**TASK TO COMPLETE**
Take the line containing "plate. Present it as a bracketed, comma-separated list." and every line after it to the end of the records, and copy them exactly, leaving out pictures.

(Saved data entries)

....................

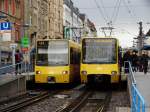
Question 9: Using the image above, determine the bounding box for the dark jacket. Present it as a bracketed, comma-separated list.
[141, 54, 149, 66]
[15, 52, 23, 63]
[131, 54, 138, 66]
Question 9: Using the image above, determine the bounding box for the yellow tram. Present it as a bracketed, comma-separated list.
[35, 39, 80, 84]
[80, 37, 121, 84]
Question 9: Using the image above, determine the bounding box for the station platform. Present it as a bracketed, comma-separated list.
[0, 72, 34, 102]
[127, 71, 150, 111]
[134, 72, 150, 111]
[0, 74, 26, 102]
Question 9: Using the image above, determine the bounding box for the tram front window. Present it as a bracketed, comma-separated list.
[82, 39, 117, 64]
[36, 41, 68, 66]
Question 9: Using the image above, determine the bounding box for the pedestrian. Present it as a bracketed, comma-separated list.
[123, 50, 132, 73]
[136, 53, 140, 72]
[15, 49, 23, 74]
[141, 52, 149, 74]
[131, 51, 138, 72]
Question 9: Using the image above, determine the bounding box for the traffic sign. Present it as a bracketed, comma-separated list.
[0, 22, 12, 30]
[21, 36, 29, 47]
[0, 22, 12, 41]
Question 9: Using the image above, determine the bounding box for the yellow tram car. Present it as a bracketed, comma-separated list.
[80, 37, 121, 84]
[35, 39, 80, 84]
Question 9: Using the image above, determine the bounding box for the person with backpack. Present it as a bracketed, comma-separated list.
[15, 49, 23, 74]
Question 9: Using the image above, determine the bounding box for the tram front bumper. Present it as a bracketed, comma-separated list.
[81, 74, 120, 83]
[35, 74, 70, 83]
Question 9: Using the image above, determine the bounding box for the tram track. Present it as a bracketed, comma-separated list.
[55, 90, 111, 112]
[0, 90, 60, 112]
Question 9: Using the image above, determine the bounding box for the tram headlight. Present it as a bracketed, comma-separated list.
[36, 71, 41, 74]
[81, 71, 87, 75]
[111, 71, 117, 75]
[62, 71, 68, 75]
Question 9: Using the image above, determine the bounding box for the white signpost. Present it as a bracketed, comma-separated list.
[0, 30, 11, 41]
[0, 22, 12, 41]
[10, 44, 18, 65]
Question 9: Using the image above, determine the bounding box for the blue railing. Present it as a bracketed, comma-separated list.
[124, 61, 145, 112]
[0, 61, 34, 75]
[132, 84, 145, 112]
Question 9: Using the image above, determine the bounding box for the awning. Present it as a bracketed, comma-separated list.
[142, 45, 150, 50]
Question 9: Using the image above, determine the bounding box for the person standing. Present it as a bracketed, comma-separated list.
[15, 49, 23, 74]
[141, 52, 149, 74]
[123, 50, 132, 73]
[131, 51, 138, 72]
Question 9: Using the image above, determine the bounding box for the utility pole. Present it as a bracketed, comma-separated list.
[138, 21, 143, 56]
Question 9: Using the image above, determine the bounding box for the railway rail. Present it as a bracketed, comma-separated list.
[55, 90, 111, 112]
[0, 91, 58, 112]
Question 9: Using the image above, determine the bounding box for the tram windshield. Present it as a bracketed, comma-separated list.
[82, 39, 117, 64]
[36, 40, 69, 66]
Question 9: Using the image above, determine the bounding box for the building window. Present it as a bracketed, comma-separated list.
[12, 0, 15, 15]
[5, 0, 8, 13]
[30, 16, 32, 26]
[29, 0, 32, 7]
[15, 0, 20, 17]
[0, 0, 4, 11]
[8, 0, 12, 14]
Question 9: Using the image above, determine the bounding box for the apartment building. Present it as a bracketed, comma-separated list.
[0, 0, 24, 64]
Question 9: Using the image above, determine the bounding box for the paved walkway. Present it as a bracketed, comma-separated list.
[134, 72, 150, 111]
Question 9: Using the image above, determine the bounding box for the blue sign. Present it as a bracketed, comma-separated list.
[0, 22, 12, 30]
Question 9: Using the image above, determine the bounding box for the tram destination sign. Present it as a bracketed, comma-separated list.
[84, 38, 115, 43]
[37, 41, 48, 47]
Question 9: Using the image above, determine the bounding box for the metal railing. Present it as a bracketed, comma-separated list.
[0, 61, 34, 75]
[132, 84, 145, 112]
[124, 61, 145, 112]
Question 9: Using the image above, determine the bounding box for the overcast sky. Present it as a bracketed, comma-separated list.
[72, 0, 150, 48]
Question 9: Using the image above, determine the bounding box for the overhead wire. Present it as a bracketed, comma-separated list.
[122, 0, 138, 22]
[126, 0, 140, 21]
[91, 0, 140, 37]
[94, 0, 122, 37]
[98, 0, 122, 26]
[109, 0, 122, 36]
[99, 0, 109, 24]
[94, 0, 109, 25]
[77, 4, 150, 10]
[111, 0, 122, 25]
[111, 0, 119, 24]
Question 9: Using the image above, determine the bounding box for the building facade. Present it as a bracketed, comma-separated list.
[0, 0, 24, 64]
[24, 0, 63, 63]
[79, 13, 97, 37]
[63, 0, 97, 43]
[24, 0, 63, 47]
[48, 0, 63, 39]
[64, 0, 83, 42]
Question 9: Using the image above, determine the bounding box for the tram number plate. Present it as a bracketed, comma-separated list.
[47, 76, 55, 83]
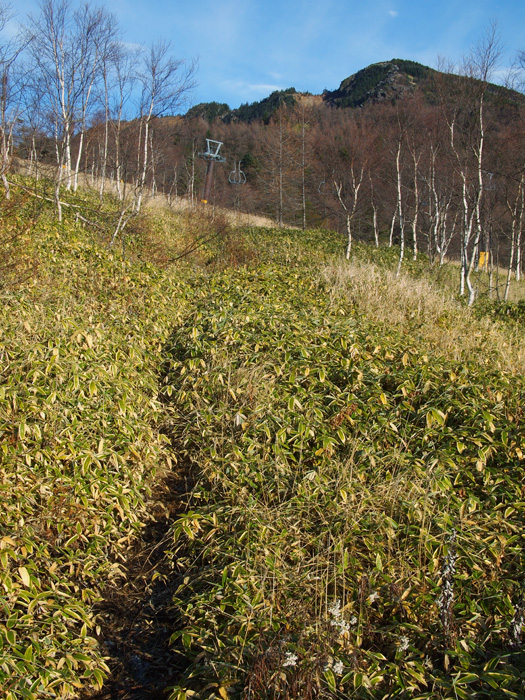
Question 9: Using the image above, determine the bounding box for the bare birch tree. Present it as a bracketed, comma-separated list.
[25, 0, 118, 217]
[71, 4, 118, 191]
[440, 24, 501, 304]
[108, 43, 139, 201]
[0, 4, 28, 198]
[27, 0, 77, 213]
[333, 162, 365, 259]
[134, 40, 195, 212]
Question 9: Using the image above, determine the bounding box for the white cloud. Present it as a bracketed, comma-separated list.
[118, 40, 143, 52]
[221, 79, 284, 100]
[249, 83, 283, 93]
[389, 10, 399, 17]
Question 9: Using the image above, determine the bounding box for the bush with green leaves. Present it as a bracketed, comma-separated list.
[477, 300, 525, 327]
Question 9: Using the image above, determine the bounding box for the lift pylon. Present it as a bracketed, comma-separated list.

....................

**REPLY TO THE TASK**
Question 9: Using the image above, determine the bounding box for the tram number plate. Present it as a bracketed, comma-separated list.
[47, 76, 55, 83]
Question 9: Using the image above, determine the bounding box for the bare birch tree. Present it as a bracketed, comma-separated list.
[25, 0, 118, 217]
[71, 4, 118, 191]
[440, 24, 501, 304]
[108, 43, 139, 201]
[0, 4, 28, 198]
[27, 0, 77, 213]
[333, 162, 365, 259]
[134, 40, 195, 212]
Question 9: Using the image above, determine the bounding box for the white cloud. Present it as a bracketed, comma-separated list.
[118, 40, 143, 52]
[221, 79, 284, 100]
[249, 83, 283, 93]
[389, 10, 399, 17]
Question 9: Using the image above, determine the bounding box for the bush with green leaves. Present it as a bracketed, comma-separated list.
[477, 300, 525, 327]
Question 9: Using the image above, determine the bounding box for the lift pylon. Present it as a bracketed, comma-separated list.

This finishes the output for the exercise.